- _RAW DATA_
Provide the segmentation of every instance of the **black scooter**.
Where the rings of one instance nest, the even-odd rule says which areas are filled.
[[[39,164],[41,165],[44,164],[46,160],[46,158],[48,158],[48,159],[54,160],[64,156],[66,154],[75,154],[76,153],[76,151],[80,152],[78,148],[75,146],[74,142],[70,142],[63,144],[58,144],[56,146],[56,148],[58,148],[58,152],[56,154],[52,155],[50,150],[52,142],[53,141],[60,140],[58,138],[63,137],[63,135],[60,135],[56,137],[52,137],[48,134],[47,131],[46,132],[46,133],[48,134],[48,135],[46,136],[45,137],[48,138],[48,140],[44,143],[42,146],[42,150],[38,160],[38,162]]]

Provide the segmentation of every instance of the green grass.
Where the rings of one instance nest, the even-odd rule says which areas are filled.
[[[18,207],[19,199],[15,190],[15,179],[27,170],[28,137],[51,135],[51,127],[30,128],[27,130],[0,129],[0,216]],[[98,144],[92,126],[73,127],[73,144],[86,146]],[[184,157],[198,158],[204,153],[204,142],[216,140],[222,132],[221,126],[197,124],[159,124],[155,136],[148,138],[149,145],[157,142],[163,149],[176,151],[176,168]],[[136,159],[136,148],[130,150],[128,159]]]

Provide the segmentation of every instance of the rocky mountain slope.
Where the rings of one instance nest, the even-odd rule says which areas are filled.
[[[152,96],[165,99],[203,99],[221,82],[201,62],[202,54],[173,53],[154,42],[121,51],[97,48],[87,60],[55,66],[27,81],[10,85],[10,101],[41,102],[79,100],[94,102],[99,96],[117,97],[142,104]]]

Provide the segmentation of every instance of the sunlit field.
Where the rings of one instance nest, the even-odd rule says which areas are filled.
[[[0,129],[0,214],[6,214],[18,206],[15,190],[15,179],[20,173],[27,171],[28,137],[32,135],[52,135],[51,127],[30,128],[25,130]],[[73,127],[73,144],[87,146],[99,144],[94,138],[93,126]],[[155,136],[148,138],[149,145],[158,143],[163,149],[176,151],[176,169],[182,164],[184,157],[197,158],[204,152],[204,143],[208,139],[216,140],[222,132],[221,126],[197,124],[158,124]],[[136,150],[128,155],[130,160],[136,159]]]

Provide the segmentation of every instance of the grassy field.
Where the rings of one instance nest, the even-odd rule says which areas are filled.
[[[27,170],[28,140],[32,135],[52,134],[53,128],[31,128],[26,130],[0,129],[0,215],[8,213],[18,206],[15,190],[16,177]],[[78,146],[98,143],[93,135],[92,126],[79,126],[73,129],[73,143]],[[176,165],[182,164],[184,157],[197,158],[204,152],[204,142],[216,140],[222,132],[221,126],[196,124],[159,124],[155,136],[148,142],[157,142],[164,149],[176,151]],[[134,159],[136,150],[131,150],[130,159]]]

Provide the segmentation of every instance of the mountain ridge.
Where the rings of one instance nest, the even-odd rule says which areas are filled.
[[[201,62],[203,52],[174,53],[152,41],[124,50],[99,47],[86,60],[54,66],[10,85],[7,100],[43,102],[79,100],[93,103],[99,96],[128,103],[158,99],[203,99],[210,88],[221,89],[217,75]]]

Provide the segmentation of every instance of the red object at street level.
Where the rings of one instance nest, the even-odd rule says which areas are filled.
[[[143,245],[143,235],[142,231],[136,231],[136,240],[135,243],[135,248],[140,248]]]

- _YOUR GOAL_
Please rewrite the rows from the line with "Provide the segmentation of every instance of the mountain" through the end of the rows, keeping their wording unchanged and raising every coordinate in the polygon outlines by 42.

- _ANSWER TO THE TASK_
Provide the segmentation of every instance of the mountain ridge.
Where the rings of one instance nest, the even-odd rule says which areas are filled.
[[[243,104],[245,94],[216,95],[194,83],[166,92],[141,89],[128,102],[96,108],[52,127],[49,142],[85,144],[121,142],[135,145],[141,138],[170,145],[200,141],[245,141],[252,130],[263,131],[259,117]]]

Provide the segmentation of every instance of the red object at street level.
Where the rings of one instance nest, the even-odd rule says which areas are filled.
[[[185,287],[185,277],[184,273],[178,273],[178,282],[177,285],[177,290],[182,290]]]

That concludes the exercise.